◆ **GOAL**
Locate each line in the rows below that contains the string "ymin", and copy those lines.

[Box-labeled dataset extracts]
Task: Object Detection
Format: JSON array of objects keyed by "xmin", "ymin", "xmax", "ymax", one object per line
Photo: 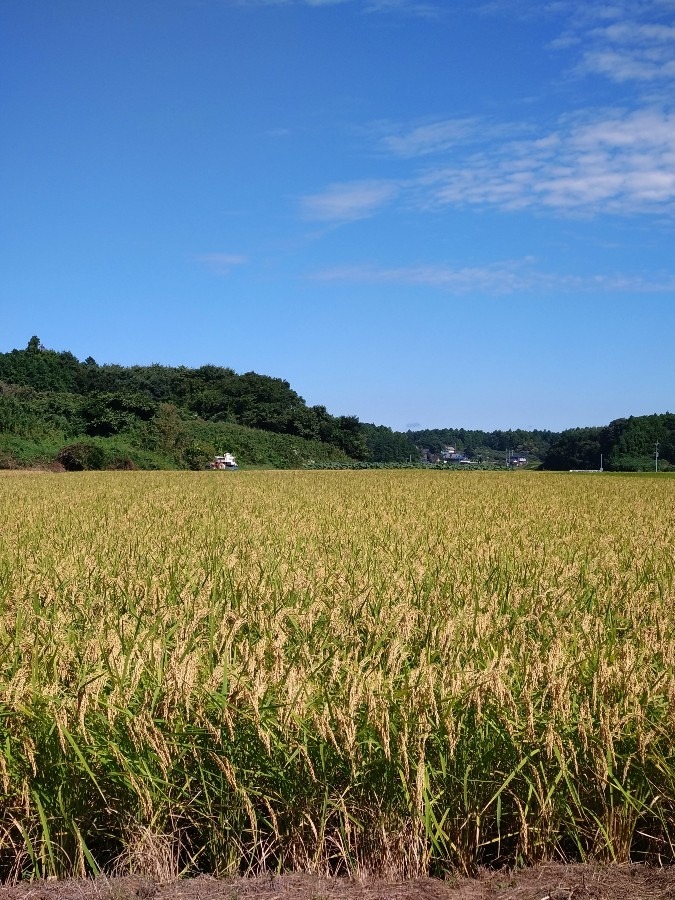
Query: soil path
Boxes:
[{"xmin": 0, "ymin": 865, "xmax": 675, "ymax": 900}]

◆ **ANSWER TO THIS TASK**
Format: JSON array of objects keyed by "xmin", "ymin", "xmax", "ymax", one object per line
[{"xmin": 0, "ymin": 865, "xmax": 675, "ymax": 900}]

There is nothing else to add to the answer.